§ **Assignment 1**
In the code review discussion, how many bytes does copyout() always copy when returning the offset to userspace?

As a hint for how this should be fixed, read the manual page for the lseek() system call, which does nothing but adjust the seek offset for a file descriptor. Also take a look at its implementation in FreeBSD, in kern_lseek().

1663 ↗(On Diff #66850)

The way we are passing arg->offset (l_long) here is not right.

Suppose you are running a 32-bit Linux application on a 64-bit amd64 kernel. From the application's point of view, sizeof(offset) is 4 but from the kernel's point of view sizeof(offset) is 8. When linux_sendfile_common() uses copyout() to copy the returned offset back into userspace, it will always copy 8 bytes. 32-bit applications, which expect only 4 bytes, are going to experience memory corruption as a result.

1663 ↗(On Diff #66850)

arg->offset is l_loff_t*

417 ↗(On Diff #66850)

it looks like Linux's definition is sendfile64(..., __off64_t *offset, ...)

1663 ↗(On Diff #66850)

Sorry, I put the comment in the wrong place. The issue is with linux_sendfile(), where arg->offset is l_long_t *.

417 ↗(On Diff #66850)

l_loff_t * is equivalent. It would probably be clearer to define l_off64_t and use that instead, but l_loff_t is what we use elsewhere in this file.

1653 ↗(On Diff #66850)

ended up with some thing:

linux_sendfile(struct thread *td, struct linux_sendfile_args *arg)
	if (arg->offset == NULL)

§ **Data for this task**
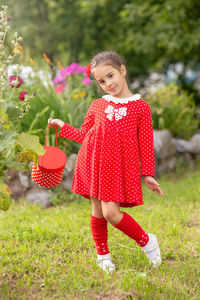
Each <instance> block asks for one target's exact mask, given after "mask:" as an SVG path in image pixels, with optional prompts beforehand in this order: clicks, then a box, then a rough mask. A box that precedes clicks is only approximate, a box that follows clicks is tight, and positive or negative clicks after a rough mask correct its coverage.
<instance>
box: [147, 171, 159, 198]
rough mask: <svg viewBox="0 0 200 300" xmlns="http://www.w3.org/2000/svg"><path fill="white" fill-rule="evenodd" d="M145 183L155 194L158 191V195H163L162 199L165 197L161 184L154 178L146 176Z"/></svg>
mask: <svg viewBox="0 0 200 300" xmlns="http://www.w3.org/2000/svg"><path fill="white" fill-rule="evenodd" d="M144 181H145V184H146V185H147V187H148V188H149V189H150V190H152V191H153V192H154V194H155V191H157V193H158V195H161V196H162V197H163V196H164V195H163V192H162V190H161V188H160V187H159V185H160V184H159V183H158V182H157V181H156V180H155V179H154V178H153V177H152V176H144Z"/></svg>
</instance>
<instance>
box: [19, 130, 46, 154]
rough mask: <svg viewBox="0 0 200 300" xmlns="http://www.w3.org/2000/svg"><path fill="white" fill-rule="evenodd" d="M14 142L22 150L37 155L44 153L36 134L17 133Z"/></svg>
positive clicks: (43, 148) (45, 150)
mask: <svg viewBox="0 0 200 300" xmlns="http://www.w3.org/2000/svg"><path fill="white" fill-rule="evenodd" d="M16 144H17V145H18V146H19V147H21V148H22V149H23V150H24V151H27V150H28V151H32V152H36V153H37V154H38V155H44V154H45V152H46V150H44V148H43V146H42V145H41V144H40V142H39V137H38V136H36V135H29V134H26V133H24V132H23V133H21V134H20V135H19V137H18V139H17V141H16Z"/></svg>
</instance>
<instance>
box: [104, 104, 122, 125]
mask: <svg viewBox="0 0 200 300" xmlns="http://www.w3.org/2000/svg"><path fill="white" fill-rule="evenodd" d="M126 110H127V107H120V108H114V107H113V106H112V105H108V107H107V108H106V110H105V113H107V118H108V119H109V120H111V121H112V119H113V116H114V115H115V120H116V121H118V120H120V119H121V118H122V117H123V116H126Z"/></svg>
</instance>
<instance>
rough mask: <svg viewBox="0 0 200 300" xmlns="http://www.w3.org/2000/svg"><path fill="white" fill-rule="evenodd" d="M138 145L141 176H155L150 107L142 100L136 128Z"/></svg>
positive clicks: (152, 126)
mask: <svg viewBox="0 0 200 300" xmlns="http://www.w3.org/2000/svg"><path fill="white" fill-rule="evenodd" d="M138 146H139V155H140V162H141V169H142V170H141V175H142V176H147V175H148V176H152V177H154V176H155V157H154V138H153V124H152V116H151V109H150V106H149V104H148V103H147V102H145V101H144V107H143V109H142V114H141V118H140V122H139V128H138Z"/></svg>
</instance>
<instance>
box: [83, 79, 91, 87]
mask: <svg viewBox="0 0 200 300" xmlns="http://www.w3.org/2000/svg"><path fill="white" fill-rule="evenodd" d="M82 83H84V84H86V85H87V86H89V85H90V84H91V80H90V79H89V78H83V80H82Z"/></svg>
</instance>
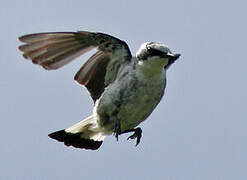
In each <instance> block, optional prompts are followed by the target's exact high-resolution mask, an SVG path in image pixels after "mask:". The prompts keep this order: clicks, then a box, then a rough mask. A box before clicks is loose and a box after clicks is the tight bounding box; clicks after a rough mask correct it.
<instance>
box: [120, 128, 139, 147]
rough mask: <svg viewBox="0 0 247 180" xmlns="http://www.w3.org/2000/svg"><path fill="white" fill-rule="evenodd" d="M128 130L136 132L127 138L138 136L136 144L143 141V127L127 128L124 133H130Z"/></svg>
mask: <svg viewBox="0 0 247 180" xmlns="http://www.w3.org/2000/svg"><path fill="white" fill-rule="evenodd" d="M128 132H134V134H132V135H131V136H129V137H128V138H127V140H129V139H135V138H136V146H137V145H138V144H139V143H140V141H141V137H142V129H141V128H136V129H130V130H126V131H124V132H122V133H121V134H123V133H128Z"/></svg>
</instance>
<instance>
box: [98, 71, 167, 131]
mask: <svg viewBox="0 0 247 180" xmlns="http://www.w3.org/2000/svg"><path fill="white" fill-rule="evenodd" d="M164 88H165V72H162V73H160V74H159V75H157V76H153V77H152V76H146V75H145V74H143V73H142V72H141V71H139V70H138V69H136V67H134V68H133V67H131V68H126V69H124V70H123V71H122V72H121V73H120V74H119V76H118V77H117V79H116V80H115V81H114V83H112V84H111V85H110V86H108V87H107V88H106V89H105V92H104V93H103V95H102V97H101V98H100V99H99V100H98V102H97V103H96V106H95V111H96V113H97V115H98V117H99V119H100V120H99V121H100V124H101V125H102V126H104V127H107V129H109V130H113V128H114V121H115V120H116V119H118V120H120V123H121V129H122V130H123V131H124V130H127V129H132V128H134V127H136V126H137V125H138V124H139V123H141V122H142V121H144V120H145V119H146V118H147V117H148V116H149V115H150V114H151V112H152V111H153V110H154V108H155V107H156V105H157V104H158V103H159V102H160V100H161V98H162V96H163V93H164Z"/></svg>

§ **Assignment 2**
Reproduce the listing from its beginning through the line that contains "183L155 194L158 191V195H163L162", including both ends, and leave the pictures out.

§ **Solution 1**
8 bytes.

§ **Solution 2**
Each <instance> block asks for one target's exact mask, given after "mask:" as an SVG path in image pixels, with optional prompts beforehand in this order: clicks, then a box, then a rough mask. A box that precedes clicks is only approximate, a box that follows clicks is tight, and positive or negative clicks after a rough mask correct its coverage.
<instance>
box: [147, 171, 159, 198]
rough mask: <svg viewBox="0 0 200 300" xmlns="http://www.w3.org/2000/svg"><path fill="white" fill-rule="evenodd" d="M145 183L155 194L158 191V195H163L162 199L165 197L161 184L154 178L146 176Z"/></svg>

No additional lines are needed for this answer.